Locate the line that contains "ground, one point per instance" in the data that follows. Copy it and every subsequent line to the end, exactly, excluding pictures.

▶ **MATERIAL**:

* BEGIN *

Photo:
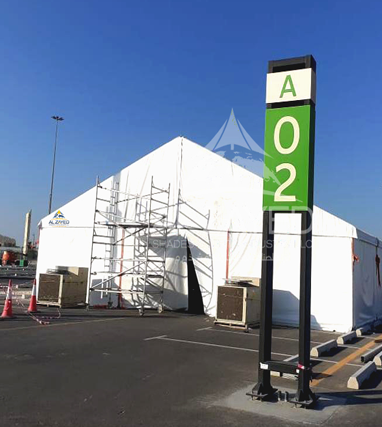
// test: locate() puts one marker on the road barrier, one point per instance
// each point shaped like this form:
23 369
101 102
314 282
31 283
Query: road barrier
356 380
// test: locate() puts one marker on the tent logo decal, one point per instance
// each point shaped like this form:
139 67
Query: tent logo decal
59 220
235 144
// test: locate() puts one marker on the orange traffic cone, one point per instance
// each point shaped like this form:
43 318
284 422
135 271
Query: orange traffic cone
7 312
33 302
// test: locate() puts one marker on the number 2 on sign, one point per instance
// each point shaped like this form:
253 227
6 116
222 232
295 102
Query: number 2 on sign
279 197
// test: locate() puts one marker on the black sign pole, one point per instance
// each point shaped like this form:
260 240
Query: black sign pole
304 395
263 389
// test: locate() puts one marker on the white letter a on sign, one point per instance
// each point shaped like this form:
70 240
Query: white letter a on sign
288 87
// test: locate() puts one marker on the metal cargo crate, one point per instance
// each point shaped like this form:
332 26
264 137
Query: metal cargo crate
66 288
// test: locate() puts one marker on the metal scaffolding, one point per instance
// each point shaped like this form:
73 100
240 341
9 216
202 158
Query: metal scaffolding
144 238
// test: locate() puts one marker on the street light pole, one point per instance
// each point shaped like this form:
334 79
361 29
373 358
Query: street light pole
58 119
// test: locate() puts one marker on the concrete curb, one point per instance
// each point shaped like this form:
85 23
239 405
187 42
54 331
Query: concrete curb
356 380
345 338
366 357
363 331
323 348
377 323
378 359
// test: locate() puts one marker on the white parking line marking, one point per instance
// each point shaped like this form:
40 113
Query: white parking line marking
155 338
166 338
210 329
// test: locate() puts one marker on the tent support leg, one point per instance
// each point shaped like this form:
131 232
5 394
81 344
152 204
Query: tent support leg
263 389
304 396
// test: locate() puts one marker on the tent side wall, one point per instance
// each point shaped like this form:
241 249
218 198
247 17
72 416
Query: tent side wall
366 287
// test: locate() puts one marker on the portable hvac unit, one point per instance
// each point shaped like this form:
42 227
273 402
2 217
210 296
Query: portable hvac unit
238 305
63 287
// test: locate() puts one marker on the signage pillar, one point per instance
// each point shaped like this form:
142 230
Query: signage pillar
288 189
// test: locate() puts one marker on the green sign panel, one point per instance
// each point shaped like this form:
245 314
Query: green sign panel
289 159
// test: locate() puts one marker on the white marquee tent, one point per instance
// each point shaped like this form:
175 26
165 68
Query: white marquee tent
212 198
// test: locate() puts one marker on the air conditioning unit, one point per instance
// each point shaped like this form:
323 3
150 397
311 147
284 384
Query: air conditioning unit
238 305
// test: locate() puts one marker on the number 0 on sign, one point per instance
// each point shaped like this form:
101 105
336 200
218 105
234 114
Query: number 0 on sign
288 183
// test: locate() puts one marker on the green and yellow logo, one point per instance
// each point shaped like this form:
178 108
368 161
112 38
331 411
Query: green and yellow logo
59 220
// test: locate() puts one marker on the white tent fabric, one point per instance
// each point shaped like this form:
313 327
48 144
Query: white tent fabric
211 197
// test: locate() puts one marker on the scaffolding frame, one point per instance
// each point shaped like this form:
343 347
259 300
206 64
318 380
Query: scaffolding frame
146 235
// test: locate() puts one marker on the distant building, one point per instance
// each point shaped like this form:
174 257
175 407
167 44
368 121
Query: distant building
7 241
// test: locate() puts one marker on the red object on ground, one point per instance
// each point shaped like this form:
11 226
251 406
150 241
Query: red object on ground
33 302
7 312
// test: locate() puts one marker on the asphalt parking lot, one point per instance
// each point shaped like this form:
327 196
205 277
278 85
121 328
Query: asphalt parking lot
114 368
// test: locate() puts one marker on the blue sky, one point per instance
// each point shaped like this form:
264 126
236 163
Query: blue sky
128 76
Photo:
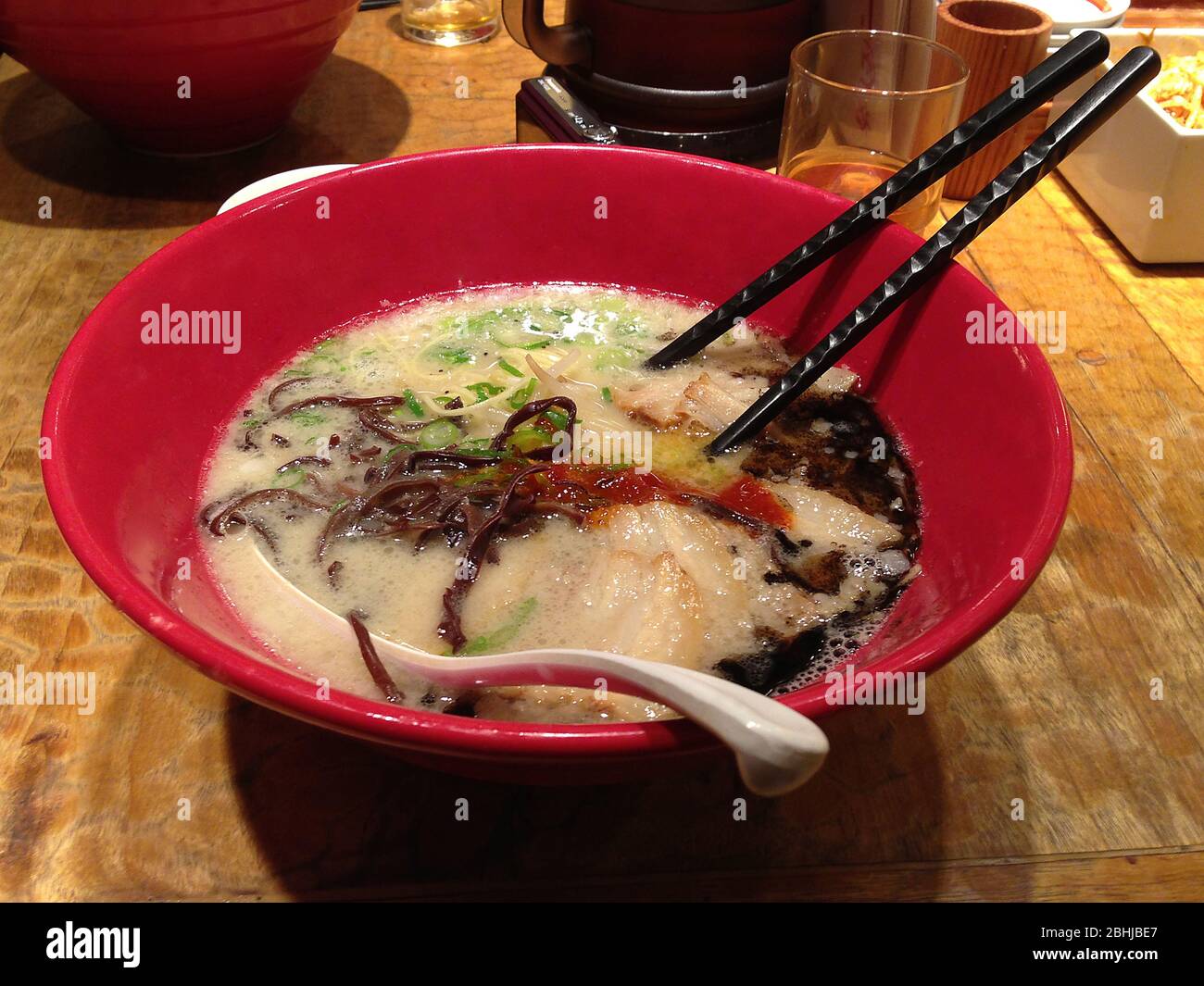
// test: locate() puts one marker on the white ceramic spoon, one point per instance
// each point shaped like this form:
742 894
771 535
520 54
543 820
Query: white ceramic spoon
777 749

* END *

▶ **FULL OUTPUT**:
// test: locate() puts one marker on the red object on ground, one point per instance
// each point shaped like this form:
11 226
251 406
150 241
Query: red object on ground
33 302
7 312
// test: locate() puts one marker on the asphalt parking lot, one point per instance
// each point shaped like this form:
327 196
205 277
278 85
121 328
Query: asphalt parking lot
114 368
// test: locate() puts one marker on the blue sky, one point per instance
// each point shaped like this form:
264 126
236 163
Query: blue sky
128 76
Photo:
// test: locate() puts one marker on the white ceramic spoon, one point per instance
// each point shaped like this form:
742 894
771 535
520 54
543 820
Query: white ceramic spoon
777 749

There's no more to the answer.